━━━ EXCERPT PROVIDED

Last week, UK-headquartered bank, Barclays, announced the appointment of Marie Freier as global co-head of Sustainable and Impact Investment Banking, alongside New-York based Brian Reilly.
Effective immediately, Freier transitions to the role from her most recent post in London leading cross asset ESG research at the bank. Her new remit involves reporting to Travis Barnes, global head of both Financial Sponsors and Sustainable and Impact Investment Banking.
A spokesperson for Barclays told FinanceAsia that Freier will focus on supporting clients as they navigate the transition to a low-carbon economy. Her provision of senior management resources in EMEA will complement Reilly’s base in the Americas. She will also work closely alongside Wei Lynn Chen, who heads the bank’s Sustainable and Impact Investment Banking team in APAC. A successor for her previous role leading ESG research will be announced in due course, the contact added.
Freier first joined the bank in early 2021 after 14 years spent at Sanford (AB) Bernstein, where she served as co-head of European Sales and was global head of ESG. Her recruitment follows that of Daniel Hanna in London earlier this month, as global head of Sustainable Finance for the corporate and investment bank.
According to Hanna’s LinkedIn profile, he is currently on gardening leave from Standard Chartered, where he spent nearly 19 years in total, at the bank’s London and Qatar bases. He was most recently the bank’s global head of Sustainable Finance.
“Barclays was one of the first banks to commit to net zero by 2050 and has a fantastic track record of innovation in green and sustainable finance,” Hanna said in the release announcing his appointment.
“As the world deals with the impact of high energy prices and climate change, Barclays has a strong platform to help channel capital to the new technologies, and companies, that can help economies decarbonise and drive sustainable growth.”
Regional ESG push
In a special ESG report published by the bank on September 06 which was shared with FA by email, the bank considers Asia Pacific as holding “immense potential for the development of ESG markets”.

━━━━━━
━━━ DATA FOR ANALYSIS

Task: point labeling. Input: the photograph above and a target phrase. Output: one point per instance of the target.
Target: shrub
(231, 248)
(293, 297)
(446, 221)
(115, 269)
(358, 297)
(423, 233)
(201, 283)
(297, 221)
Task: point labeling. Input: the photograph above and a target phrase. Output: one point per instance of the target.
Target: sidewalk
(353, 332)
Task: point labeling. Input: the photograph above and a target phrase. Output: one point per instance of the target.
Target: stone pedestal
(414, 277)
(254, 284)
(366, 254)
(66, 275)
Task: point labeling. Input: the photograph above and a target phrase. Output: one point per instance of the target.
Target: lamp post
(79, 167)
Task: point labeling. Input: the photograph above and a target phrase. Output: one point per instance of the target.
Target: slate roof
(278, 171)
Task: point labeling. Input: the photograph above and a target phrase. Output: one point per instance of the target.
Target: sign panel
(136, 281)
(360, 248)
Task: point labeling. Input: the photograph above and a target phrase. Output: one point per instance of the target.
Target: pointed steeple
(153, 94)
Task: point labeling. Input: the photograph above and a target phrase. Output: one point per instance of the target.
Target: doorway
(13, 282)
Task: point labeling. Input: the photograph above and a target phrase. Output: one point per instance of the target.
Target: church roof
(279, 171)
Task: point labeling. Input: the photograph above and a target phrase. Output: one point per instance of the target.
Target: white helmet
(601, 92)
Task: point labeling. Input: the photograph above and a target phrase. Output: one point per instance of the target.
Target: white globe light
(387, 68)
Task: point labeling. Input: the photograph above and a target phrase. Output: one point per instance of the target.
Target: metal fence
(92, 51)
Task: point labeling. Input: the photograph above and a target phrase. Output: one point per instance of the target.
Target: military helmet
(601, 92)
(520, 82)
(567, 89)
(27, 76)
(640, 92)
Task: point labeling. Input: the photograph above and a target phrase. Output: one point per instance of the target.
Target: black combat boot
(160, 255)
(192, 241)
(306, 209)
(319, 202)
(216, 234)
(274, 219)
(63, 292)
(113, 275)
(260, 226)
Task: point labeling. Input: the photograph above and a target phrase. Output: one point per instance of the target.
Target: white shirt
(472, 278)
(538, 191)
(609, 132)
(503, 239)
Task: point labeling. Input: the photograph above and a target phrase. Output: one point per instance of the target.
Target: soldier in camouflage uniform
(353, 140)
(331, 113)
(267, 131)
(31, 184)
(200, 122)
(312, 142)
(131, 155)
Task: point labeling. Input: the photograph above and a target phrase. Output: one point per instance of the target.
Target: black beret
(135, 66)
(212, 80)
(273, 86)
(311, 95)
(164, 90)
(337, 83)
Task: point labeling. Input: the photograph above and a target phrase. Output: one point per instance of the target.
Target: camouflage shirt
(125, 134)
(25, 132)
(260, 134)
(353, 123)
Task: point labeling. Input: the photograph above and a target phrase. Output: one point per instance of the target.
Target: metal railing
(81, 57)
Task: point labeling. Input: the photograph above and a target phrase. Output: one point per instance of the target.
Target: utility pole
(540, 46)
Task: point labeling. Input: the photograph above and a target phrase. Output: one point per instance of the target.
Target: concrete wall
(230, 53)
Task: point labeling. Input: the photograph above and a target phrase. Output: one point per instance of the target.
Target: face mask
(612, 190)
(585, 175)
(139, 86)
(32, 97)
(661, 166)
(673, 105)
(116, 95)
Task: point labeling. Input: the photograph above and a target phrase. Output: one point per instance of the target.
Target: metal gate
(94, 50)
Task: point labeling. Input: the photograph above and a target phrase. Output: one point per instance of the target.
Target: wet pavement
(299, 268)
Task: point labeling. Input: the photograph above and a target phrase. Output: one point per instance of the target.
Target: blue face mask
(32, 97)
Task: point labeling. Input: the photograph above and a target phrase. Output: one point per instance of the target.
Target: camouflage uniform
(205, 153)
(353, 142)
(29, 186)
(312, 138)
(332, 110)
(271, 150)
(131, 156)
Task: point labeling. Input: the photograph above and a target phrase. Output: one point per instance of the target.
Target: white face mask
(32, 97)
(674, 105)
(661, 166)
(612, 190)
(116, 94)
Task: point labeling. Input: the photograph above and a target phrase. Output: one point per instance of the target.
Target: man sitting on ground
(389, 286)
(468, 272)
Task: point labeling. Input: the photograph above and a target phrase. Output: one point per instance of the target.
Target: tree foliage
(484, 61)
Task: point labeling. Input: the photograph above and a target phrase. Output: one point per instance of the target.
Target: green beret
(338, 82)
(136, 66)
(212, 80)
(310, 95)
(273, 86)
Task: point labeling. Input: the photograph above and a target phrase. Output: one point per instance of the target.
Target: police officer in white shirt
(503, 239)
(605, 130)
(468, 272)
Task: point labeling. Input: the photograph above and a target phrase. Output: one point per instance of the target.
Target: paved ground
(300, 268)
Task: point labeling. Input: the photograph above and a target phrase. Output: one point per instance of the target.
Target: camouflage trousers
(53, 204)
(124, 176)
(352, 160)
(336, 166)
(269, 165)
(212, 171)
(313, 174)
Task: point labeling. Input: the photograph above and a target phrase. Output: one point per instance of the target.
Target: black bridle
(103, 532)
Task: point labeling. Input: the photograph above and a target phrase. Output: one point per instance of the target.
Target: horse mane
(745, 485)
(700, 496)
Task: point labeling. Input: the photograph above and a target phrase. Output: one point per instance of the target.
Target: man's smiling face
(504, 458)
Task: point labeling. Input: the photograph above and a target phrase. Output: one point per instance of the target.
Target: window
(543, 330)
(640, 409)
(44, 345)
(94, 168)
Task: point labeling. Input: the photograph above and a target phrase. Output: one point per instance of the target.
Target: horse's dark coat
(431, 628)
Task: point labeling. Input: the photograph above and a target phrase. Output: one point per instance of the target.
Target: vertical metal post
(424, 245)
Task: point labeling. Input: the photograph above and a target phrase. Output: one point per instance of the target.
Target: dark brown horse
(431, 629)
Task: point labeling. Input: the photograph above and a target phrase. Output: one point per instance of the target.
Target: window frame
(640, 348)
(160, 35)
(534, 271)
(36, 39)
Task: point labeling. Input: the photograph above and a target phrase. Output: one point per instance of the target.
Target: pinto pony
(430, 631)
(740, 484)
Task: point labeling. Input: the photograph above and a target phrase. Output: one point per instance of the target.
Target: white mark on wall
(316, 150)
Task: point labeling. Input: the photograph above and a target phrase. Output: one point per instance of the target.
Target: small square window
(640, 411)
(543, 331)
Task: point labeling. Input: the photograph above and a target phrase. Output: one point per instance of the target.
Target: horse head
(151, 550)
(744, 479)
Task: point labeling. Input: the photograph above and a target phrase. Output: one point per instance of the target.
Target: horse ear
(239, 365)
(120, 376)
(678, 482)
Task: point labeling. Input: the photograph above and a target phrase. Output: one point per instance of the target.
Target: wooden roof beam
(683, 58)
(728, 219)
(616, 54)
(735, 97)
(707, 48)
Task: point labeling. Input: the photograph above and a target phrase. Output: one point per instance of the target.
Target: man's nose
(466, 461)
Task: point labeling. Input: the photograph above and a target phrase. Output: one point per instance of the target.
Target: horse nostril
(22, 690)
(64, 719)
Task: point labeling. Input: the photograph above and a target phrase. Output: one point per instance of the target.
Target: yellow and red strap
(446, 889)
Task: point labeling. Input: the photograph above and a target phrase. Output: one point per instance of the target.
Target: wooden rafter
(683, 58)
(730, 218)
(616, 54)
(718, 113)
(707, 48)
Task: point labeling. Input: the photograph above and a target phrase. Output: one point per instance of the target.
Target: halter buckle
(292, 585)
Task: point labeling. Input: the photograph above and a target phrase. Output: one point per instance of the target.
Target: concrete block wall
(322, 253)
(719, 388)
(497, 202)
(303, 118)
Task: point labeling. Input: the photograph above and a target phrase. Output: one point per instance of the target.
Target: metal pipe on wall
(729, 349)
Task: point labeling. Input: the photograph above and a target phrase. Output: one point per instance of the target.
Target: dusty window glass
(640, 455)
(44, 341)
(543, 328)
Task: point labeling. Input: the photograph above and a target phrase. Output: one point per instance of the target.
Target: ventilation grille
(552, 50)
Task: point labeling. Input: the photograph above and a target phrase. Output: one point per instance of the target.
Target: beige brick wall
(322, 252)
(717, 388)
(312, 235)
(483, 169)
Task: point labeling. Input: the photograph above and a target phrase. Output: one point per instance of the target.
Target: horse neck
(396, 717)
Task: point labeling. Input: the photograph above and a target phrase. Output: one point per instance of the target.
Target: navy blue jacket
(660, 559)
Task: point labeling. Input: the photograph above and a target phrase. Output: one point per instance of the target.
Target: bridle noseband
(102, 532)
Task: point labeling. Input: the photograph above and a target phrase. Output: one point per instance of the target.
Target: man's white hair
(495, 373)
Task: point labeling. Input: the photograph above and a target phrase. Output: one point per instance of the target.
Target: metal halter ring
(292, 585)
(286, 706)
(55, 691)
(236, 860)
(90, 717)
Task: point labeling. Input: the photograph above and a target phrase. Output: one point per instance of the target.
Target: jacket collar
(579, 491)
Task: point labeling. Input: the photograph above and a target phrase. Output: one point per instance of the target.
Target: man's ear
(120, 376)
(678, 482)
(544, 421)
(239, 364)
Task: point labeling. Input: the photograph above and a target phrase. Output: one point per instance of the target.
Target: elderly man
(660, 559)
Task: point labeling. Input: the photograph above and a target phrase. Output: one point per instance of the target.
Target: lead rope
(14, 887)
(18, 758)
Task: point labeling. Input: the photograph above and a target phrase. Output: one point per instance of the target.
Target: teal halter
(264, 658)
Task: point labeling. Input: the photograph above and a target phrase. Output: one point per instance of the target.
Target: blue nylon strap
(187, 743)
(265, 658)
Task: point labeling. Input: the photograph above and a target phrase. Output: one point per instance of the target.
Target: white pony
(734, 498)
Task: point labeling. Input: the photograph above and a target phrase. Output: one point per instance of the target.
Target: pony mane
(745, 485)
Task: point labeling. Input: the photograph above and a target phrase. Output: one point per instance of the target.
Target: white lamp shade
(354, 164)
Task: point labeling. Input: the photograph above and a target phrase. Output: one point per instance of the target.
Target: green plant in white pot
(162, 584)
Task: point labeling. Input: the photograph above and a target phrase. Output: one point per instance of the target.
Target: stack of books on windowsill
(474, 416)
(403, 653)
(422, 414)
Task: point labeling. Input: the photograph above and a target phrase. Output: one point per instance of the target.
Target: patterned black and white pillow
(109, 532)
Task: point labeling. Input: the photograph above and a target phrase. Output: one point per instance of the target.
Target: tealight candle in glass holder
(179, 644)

━━━━━━

**WHAT THE TASK REQUIRES:** According to the article about Barclays appointments, how many years did Marie Freier spend at Sanford (AB) Bernstein before joining the bank?

**ANSWER FOR THE TASK:** 14 years.